> **Direction**
Please repeat the listing below word for word, leaving out any pictures.

Rows of box annotation data

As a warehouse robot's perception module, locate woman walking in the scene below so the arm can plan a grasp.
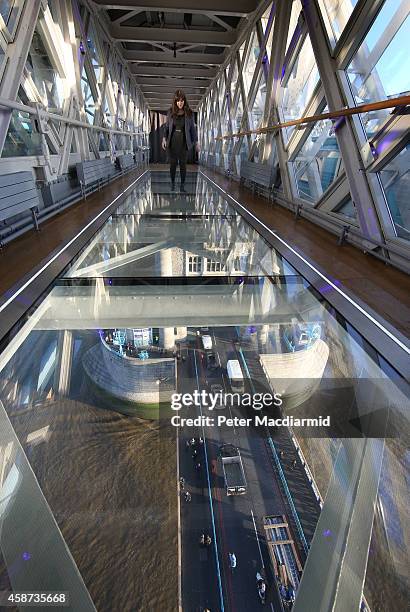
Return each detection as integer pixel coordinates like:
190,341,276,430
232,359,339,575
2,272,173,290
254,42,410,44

> **Solution**
As a warehouse robot's perception module, locate woman walking in the scene below so the arm can plan a grasp.
Return each detection as integer pixel coordinates like:
190,341,276,430
232,359,339,575
2,272,173,290
254,42,410,44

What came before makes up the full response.